● PROVIDED TEXT

········

Midnight Traveler: The Refugee Journey Activity
Activity

Step 1: Refugee Statistics (5 min.)
Introduce the lesson and discussion by asking students for their best guesses at the answers to these questions:
- What does the term “refugee” mean?
- How many refugees are there in the world today?
- Where are they fleeing from?
- Which countries are most of them going to?
(Do this step quickly enough that students can’t look up answers on phones, tablets or laptops)
After accepting several guesses, show this web page of statistics from the United Nations:
https://www.unhcr.org/figures-at-a-glance.html
Invite students to notice which of their guesses were accurate. Let them share anything that surprised them. Give them some time to consider what assumptions may have been embedded in their guesses and write them down (in journals or daily documents if you have them). Give students a few minutes to share with partners.
[Optional] Take a few minutes to discuss the source of the statistics. What is UNHCR? Why would statistics from that organization tend to be reliable or unreliable?
[Optional] Tell students that there are approximately 7.7 billion people in the world and let them figure out what percentage of the world’s population are refugees.
Step 2: Define Terms (5 min.)
Ask students to define the terms “refugee” and “asylum.”
[Optional] If you have in-class Internet access, use this as an opportunity for students to practice research skills by asking them to search for definitions of the terms.
Guide them to think about why it would be necessary to have a precise legal definition.
Then share the official United Nations definition from the Convention and Protocol Relating to the Status of Refugees (https://www.unhcr.org/en-us/3b66c2aa10), which states that a refugee is a person who,
owing to a well-founded fear of being persecuted for reasons of race, religion, nationality, membership of a particular social group or political opinion, is outside the country of his nationality and is unable or, owing to such fear, is unwilling to avail himself of the protection of that country; or who, not having a nationality and being outside the country of his former habitual residence as a result of such events, is unable or, owing to such fear, is unwilling to return to it.

········

● GIVEN MATERIAL
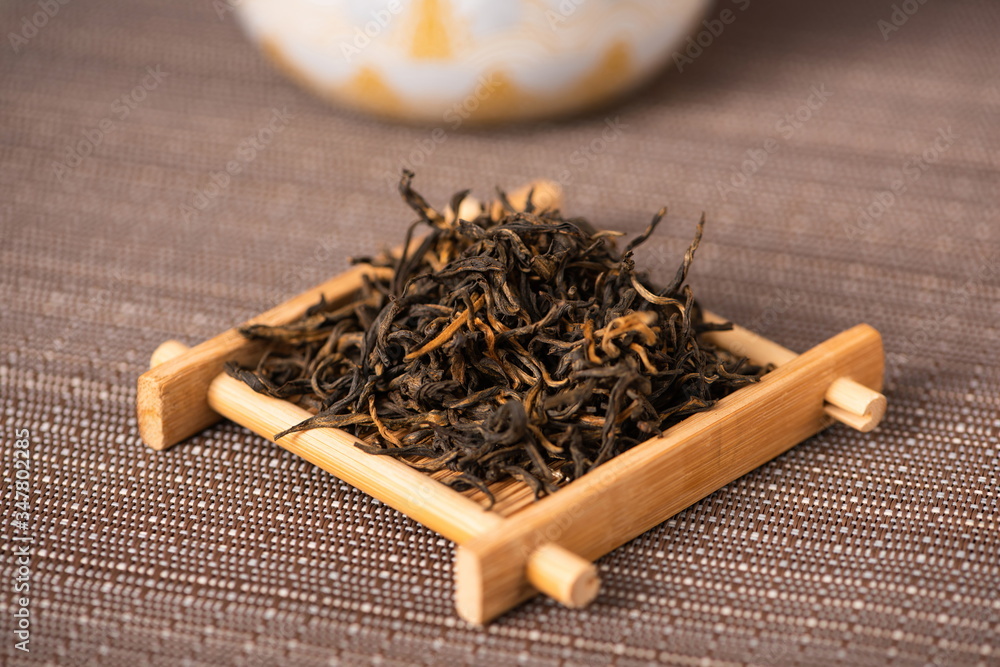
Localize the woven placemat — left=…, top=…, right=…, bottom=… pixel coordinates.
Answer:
left=0, top=0, right=1000, bottom=665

········

● WRITTEN REQUEST
In the refugee journey activity, what approximate world population figure are teachers told to give students?

● OUTPUT BELOW
Approximately 7.7 billion people.